Data supplied START

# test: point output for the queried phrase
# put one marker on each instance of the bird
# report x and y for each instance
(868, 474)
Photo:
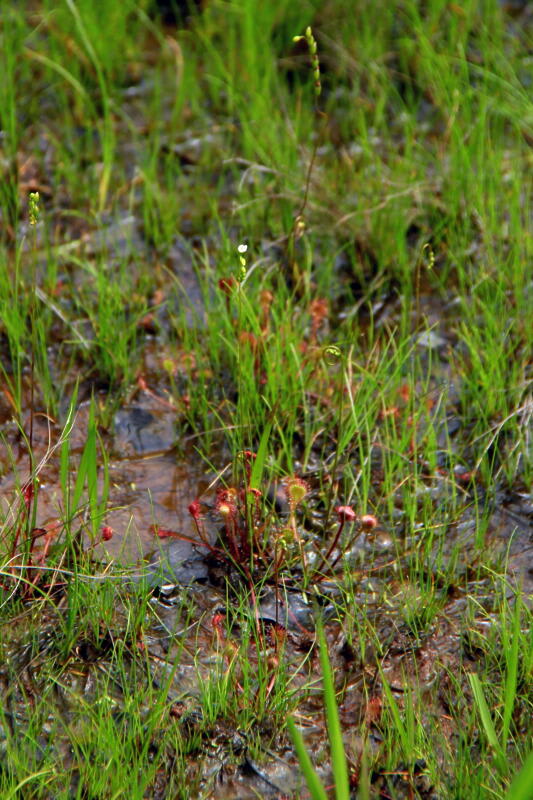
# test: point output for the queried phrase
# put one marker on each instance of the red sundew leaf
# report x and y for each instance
(164, 533)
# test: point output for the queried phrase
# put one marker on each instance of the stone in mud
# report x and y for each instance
(139, 431)
(177, 563)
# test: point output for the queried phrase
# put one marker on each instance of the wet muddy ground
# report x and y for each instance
(408, 602)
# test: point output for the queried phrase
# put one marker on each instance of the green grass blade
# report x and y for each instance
(486, 719)
(521, 787)
(511, 654)
(314, 784)
(338, 756)
(259, 463)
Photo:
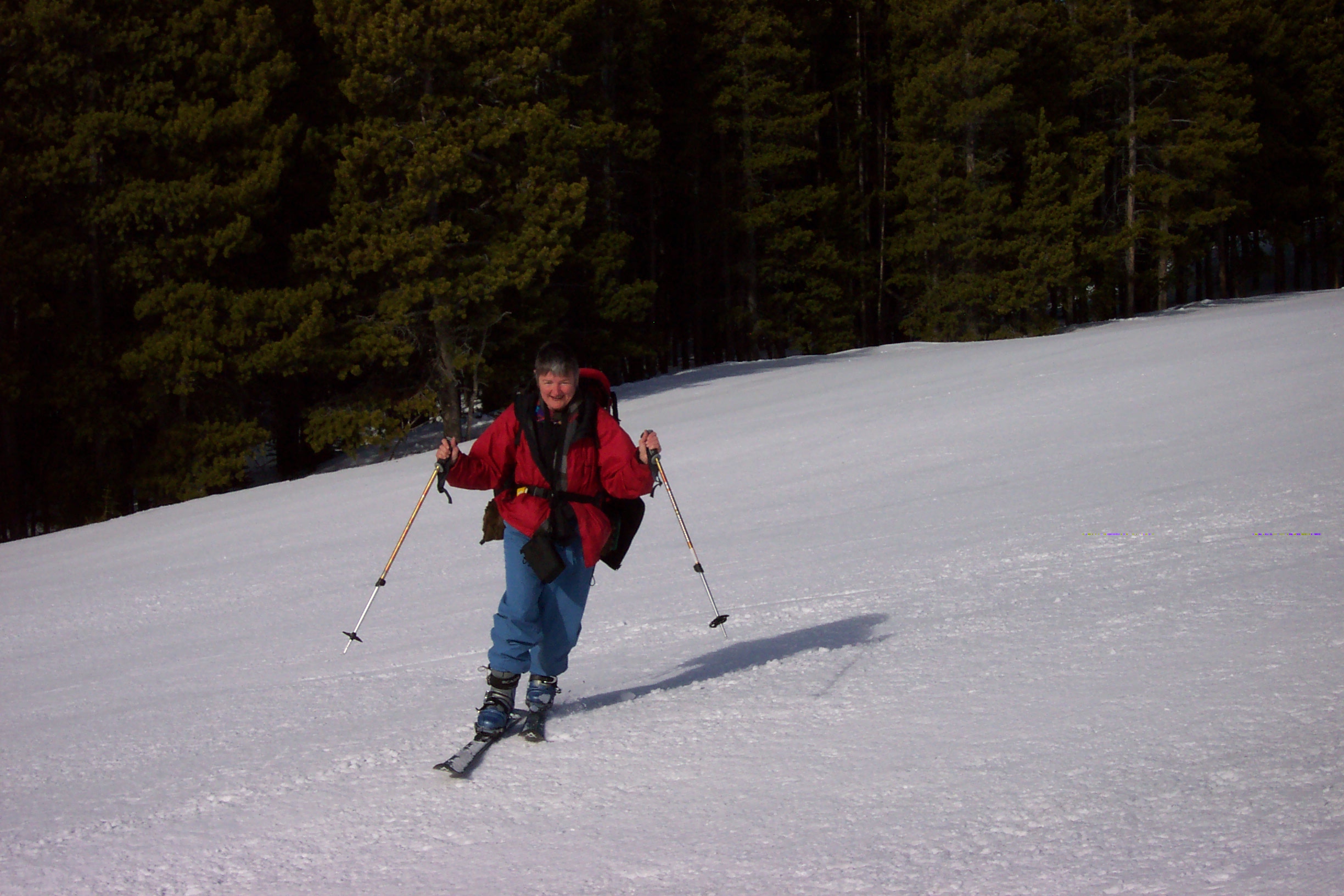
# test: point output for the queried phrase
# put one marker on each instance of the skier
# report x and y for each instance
(549, 457)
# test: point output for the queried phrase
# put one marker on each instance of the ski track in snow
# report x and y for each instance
(1006, 618)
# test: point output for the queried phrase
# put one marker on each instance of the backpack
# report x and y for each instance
(624, 515)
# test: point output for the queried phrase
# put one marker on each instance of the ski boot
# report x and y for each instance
(497, 707)
(541, 692)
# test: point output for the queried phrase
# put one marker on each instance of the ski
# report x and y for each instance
(461, 762)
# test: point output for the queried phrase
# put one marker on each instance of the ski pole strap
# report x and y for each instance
(443, 477)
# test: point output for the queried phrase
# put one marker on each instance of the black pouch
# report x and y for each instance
(544, 558)
(492, 524)
(625, 516)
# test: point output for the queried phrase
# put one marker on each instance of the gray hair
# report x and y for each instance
(557, 358)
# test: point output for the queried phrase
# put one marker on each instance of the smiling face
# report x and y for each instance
(557, 389)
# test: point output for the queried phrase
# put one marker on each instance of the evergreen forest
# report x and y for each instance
(236, 230)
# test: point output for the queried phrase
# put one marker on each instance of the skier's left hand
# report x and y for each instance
(448, 449)
(648, 443)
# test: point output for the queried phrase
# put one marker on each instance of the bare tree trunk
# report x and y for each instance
(11, 503)
(1223, 245)
(751, 187)
(882, 238)
(1132, 169)
(1164, 260)
(448, 391)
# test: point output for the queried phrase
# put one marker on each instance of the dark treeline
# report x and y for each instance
(234, 229)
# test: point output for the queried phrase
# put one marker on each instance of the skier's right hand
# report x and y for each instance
(446, 450)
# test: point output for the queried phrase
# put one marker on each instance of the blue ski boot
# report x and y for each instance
(541, 692)
(497, 707)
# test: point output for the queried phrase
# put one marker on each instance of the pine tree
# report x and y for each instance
(1178, 116)
(957, 128)
(457, 195)
(768, 117)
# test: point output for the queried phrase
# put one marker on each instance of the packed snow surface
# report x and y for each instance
(1050, 615)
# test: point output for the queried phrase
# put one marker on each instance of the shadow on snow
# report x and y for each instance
(736, 657)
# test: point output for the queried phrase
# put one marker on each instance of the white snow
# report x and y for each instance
(1051, 615)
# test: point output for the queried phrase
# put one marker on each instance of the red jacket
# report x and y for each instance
(607, 464)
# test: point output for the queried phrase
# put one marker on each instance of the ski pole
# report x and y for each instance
(719, 618)
(440, 472)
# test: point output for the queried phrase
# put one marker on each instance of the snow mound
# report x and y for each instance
(1049, 615)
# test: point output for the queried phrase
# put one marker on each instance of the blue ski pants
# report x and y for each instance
(538, 625)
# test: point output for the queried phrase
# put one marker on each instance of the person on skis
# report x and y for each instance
(550, 457)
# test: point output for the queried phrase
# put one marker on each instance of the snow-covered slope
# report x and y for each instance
(1054, 615)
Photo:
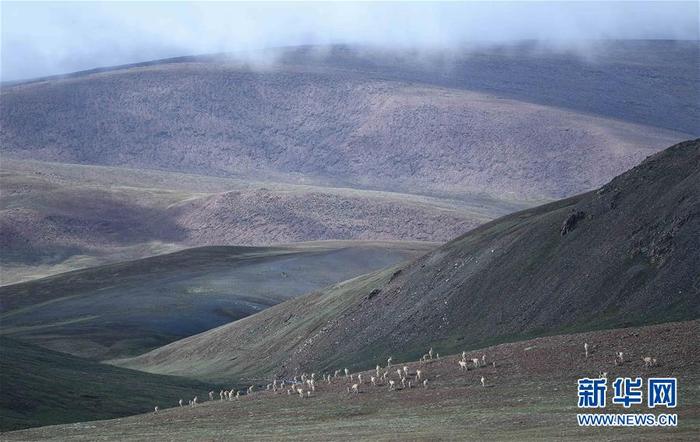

Data supplied END

Exercise prompt.
Pictures stay out of this copy; write out the entries above exactly.

Solution for this exercise.
# test: point output for the queried phrase
# put one marker on each instance of the bird
# report x and y for each instance
(868, 474)
Photo:
# test: point output for the queried phrase
# put one marker on each instance of the red sundew leaf
# report x and y for each instance
(164, 533)
# test: point output for the queried phrase
# put one marker on each instance of the stone in mud
# report x and y for each instance
(139, 431)
(177, 563)
# test: point output for the queried phrase
# put one marker on each instance of the wet muddy ground
# report x and y for each instance
(408, 602)
# test: point output for the queried phrase
# put one marker on each instance of the green grass blade
# report x and y for each instance
(486, 719)
(521, 787)
(511, 654)
(314, 784)
(338, 756)
(259, 463)
Photo:
# test: point output for the queried phrase
# put one marker on each instance of the skier
# report x and y for each instance
(549, 457)
# test: point output for the queried phrase
# put one marker on each instance of the ski track in snow
# report x and y for each instance
(1006, 618)
# test: point output for the queried phrase
# put one marker on each instance of the backpack
# report x and y for each instance
(624, 515)
# test: point output for the queried phrase
# put one marker on each instance of the ski boot
# report x and y for each instance
(497, 707)
(541, 692)
# test: point output for the queried phrase
# put one marker on each instance of the ski
# report x and y for each instance
(461, 762)
# test: point output for the queried phrase
# put one marker on each instance of the ski pole strap
# report x and y for each instance
(443, 477)
# test: point output for the queried phrase
# put one marker on each instance of the black pouch
# report x and y for each instance
(544, 558)
(492, 524)
(625, 516)
# test: point output for the queried phrase
# put one marker on each instance of the gray hair
# report x and y for each instance
(557, 358)
# test: point output for the queried phrase
# put one marker on each instance of the smiling face
# report x and y for each instance
(557, 389)
# test: point output for the queried phrase
# put one marker on each instance of the evergreen forest
# report x and y for each instance
(236, 230)
# test: point output for the queried phrase
# put one marker on each instance of the skier's left hand
# report x and y for each instance
(448, 449)
(648, 443)
# test: point output for the queried phrase
# put one marker on each instance of the bare tree trunk
# report x and y for each instance
(11, 503)
(1223, 245)
(751, 187)
(882, 238)
(1132, 169)
(1164, 260)
(448, 391)
# test: point output for the queried phrase
# put one marker on each instance of the dark treeline
# report x and y for each instance
(234, 229)
# test: point output for the queried phrase
# put one marker on each instance of the skier's right hand
# report x and y for each instance
(446, 450)
# test: point output for the queried phrase
# put one marker on each instance of the blue ski boot
# report x and y for each instance
(541, 692)
(497, 707)
# test: point output for the queried phrase
# put one marker on each instance of the pine tree
# report x and y for each instance
(1178, 116)
(957, 128)
(457, 195)
(768, 117)
# test: point output for the queried phrase
# put one marker on each instance of the packed snow surface
# report x and y for each instance
(1050, 615)
# test: point output for the queried phrase
# put one marker on each instance of the shadow on snow
# report x and y for each instance
(736, 657)
# test: point output for the queried phrase
# put one marker on each instance of the white snow
# report x and y for each instance
(1051, 615)
# test: point output for the queried phrase
# put one marker on each instance of the red jacket
# report x and y for each instance
(607, 464)
# test: point output for the queried phrase
# put one marker on each instance of the ski pole
# report x and y for each instance
(719, 618)
(440, 472)
# test: point output for the queried phrase
# put one marker on each instance of the snow mound
# report x and y for each instance
(1049, 615)
# test: point output for the queried phrase
# put one marker on each instance of the blue ski pants
# report x and y for each instance
(538, 625)
# test: point output for the queried phrase
# put one marker on each instance of the person on skis
# report x and y for each instance
(550, 457)
# test: point output for the queried phrase
# put one marker on each instance of the snow-covered slope
# report x and y for each instance
(1054, 615)
Photo:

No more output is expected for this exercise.